MATERIAL FOR THIS TASK –
——————————
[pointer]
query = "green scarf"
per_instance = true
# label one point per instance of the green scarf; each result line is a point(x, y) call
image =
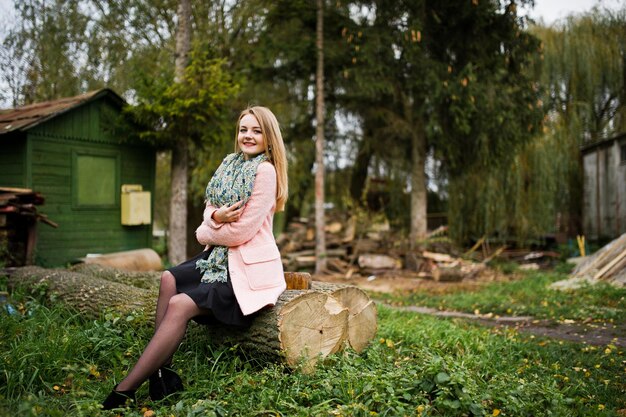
point(233, 181)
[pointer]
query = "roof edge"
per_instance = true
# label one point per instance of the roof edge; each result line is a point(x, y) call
point(80, 100)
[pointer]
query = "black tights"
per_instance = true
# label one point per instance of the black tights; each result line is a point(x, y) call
point(172, 315)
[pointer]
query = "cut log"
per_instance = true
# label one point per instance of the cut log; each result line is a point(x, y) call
point(377, 261)
point(362, 319)
point(147, 279)
point(304, 326)
point(132, 260)
point(298, 280)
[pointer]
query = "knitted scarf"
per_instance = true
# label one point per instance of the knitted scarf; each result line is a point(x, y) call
point(233, 181)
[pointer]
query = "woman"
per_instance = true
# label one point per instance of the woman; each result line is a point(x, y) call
point(239, 272)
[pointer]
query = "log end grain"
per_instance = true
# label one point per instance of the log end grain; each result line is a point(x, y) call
point(311, 327)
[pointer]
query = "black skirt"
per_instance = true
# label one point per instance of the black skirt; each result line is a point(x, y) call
point(218, 297)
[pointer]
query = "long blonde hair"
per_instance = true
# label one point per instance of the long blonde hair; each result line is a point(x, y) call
point(274, 148)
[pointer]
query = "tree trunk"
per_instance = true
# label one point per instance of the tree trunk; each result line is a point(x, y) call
point(418, 186)
point(145, 280)
point(320, 238)
point(177, 239)
point(362, 314)
point(88, 294)
point(304, 326)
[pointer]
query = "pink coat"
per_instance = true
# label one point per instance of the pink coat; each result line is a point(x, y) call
point(254, 264)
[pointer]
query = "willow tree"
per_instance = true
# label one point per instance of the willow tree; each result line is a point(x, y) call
point(442, 77)
point(539, 191)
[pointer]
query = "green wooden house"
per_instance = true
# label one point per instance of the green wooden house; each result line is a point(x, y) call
point(66, 150)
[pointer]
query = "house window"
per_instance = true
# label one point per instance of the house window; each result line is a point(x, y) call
point(95, 179)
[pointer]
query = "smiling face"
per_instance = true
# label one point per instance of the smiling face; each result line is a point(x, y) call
point(250, 137)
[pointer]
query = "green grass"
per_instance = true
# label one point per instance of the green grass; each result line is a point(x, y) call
point(531, 296)
point(55, 363)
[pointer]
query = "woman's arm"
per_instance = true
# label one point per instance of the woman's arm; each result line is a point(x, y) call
point(257, 208)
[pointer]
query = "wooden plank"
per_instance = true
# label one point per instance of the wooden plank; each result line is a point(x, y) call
point(609, 265)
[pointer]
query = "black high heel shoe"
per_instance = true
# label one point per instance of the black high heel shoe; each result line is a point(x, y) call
point(118, 399)
point(163, 383)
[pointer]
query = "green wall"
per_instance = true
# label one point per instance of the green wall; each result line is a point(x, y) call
point(13, 161)
point(84, 228)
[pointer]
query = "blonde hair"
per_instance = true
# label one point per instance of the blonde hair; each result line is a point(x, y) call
point(274, 148)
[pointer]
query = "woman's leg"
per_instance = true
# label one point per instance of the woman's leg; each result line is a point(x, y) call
point(167, 289)
point(181, 308)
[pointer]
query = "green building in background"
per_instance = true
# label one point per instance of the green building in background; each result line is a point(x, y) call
point(67, 151)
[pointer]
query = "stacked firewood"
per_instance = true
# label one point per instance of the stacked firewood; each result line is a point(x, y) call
point(608, 264)
point(373, 252)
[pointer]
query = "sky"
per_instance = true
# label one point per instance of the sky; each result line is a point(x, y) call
point(548, 11)
point(552, 10)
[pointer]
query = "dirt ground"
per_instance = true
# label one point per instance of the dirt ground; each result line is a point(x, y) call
point(598, 334)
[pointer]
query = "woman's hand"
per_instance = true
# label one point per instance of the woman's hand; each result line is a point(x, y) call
point(228, 214)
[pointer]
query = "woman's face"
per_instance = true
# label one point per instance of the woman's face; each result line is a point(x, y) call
point(250, 138)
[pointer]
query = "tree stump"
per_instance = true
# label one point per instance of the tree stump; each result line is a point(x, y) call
point(362, 318)
point(88, 294)
point(303, 327)
point(146, 280)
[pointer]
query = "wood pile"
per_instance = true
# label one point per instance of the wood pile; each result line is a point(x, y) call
point(606, 265)
point(18, 221)
point(374, 253)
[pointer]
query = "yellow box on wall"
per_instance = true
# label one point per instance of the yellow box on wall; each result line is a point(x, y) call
point(136, 205)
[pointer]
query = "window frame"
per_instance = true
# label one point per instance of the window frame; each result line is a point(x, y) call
point(103, 153)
——————————
REQUIREMENT – Quote every item above word for word, leaving out the picture.

RESPONSE FOR THIS EXERCISE –
[pointer]
query = "green scarf"
per_instance = true
# label one point per instance of the green scarf; each result line is a point(x, y) call
image =
point(233, 181)
[pointer]
query = "roof edge"
per_instance = true
# label one point per instance of the roof edge; each result line is a point(x, y) call
point(80, 100)
[pointer]
query = "black tights"
per_instance = true
# label one point per instance of the black tights; each result line is a point(x, y) call
point(172, 315)
[pointer]
query = "cut log"
per_instance = true
# label one point per instance of the cut log; each result line is a point(x, y) call
point(377, 261)
point(362, 319)
point(147, 279)
point(304, 326)
point(132, 260)
point(298, 280)
[pointer]
query = "knitted scarf"
per_instance = true
# label one point per instance of the knitted scarf; each result line is a point(x, y) call
point(233, 181)
[pointer]
query = "woman"
per_instance = true
# label one point per instance of the woman; each result line is a point(x, y) call
point(239, 272)
[pointer]
query = "log end grain"
per_instance = true
# label one point per instance of the log end grain; each result line is a point(x, y) call
point(311, 327)
[pointer]
query = "black skirt"
per_instance = true
# label one point per instance of the black skirt; each result line is a point(x, y) call
point(218, 297)
[pointer]
query = "long blonde hair"
per_instance = true
# label one point per instance of the long blonde hair; each result line is a point(x, y) call
point(274, 148)
[pointer]
query = "tree trunk"
per_instance = true
# label one point per instance of the tree trunk; each result line is a point(x, y) call
point(418, 186)
point(145, 280)
point(320, 238)
point(177, 239)
point(362, 314)
point(88, 294)
point(304, 326)
[pointer]
query = "pink coat"
per_instance = true
# label one point per instance of the pink coat; each result line is a point(x, y) call
point(254, 264)
[pointer]
query = "willow tree"
per_instance = true
# label one point per instance of the willow tree; each result line is a point(x, y) call
point(442, 77)
point(539, 191)
[pointer]
query = "green wooden house"
per_instance = true
# label one point per instance of the green wooden house; each result line is a point(x, y) call
point(66, 150)
[pointer]
query = "house window"
per_instance = true
# label one point per instance of the house window; each result line is a point(x, y) call
point(95, 179)
[pointer]
query = "smiling face"
per_instance = true
# label one point per instance of the smiling face; each result line is a point(x, y) call
point(250, 137)
[pointer]
query = "green grass"
per_instance = true
# label one point per instance of the green grass; each result line is a point(x, y) call
point(531, 296)
point(55, 363)
[pointer]
query = "woman's arm"
per_instance = true
# label one point per instance of the woman's arm; each result line is a point(x, y) call
point(257, 208)
[pointer]
query = "wooden plank"
per_instance = true
# label one point per instance of the wooden plank; each result line is a point(x, y) call
point(609, 265)
[pointer]
query = "black high heel shoe"
per_instance = true
# label one point per instance of the black high heel shoe; each result line is a point(x, y) call
point(118, 399)
point(163, 383)
[pointer]
query = "green wall"
per_instance = true
# label one point per instance of the green wall; each result line is a point(x, y) call
point(13, 161)
point(84, 228)
[pointer]
query = "blonde hair"
per_instance = true
# label one point per instance of the blonde hair; each result line is a point(x, y) call
point(274, 148)
[pointer]
query = "woman's leg"
per_instance = true
# label one point per instance of the woman's leg; each result line is a point(x, y) call
point(167, 289)
point(181, 308)
[pointer]
query = "green building in background"
per_instance = true
# label one point per instance of the green building in background; each result line is a point(x, y) call
point(67, 151)
[pointer]
query = "stacked firewood"
per_instance = true
# label one point per instance of the stacked firewood; each result line is a point(x, y) call
point(608, 264)
point(373, 252)
[pointer]
query = "sky"
per_instance = true
# label one point per instance of the sky; each result line is a point(x, y) call
point(548, 11)
point(552, 10)
[pointer]
query = "dirt ground"
per_instance = true
# label one point per instance of the dirt ground; each result line is a point(x, y) call
point(598, 334)
[pointer]
query = "woman's hand"
per_instance = true
# label one point per instance of the woman's hand; each result line is a point(x, y) call
point(228, 214)
[pointer]
query = "woman's face"
per_instance = true
# label one point per instance of the woman's face; each result line is a point(x, y) call
point(250, 138)
[pointer]
query = "tree stump"
per_instance = true
# label one point per instance of the tree stump; each result line is a point(x, y) call
point(362, 318)
point(88, 294)
point(303, 327)
point(146, 280)
[pointer]
query = "wood pile"
per_instance = true
# label one point per instance of the wood pile; each result line is a point(x, y) call
point(606, 265)
point(18, 221)
point(374, 253)
[pointer]
query = "yellow box on wall"
per_instance = true
# label one point per instance of the yellow box on wall; each result line is a point(x, y) call
point(136, 205)
[pointer]
query = "window frame"
per_instance = true
# label one point per instance of the window frame; each result line is a point(x, y) call
point(103, 153)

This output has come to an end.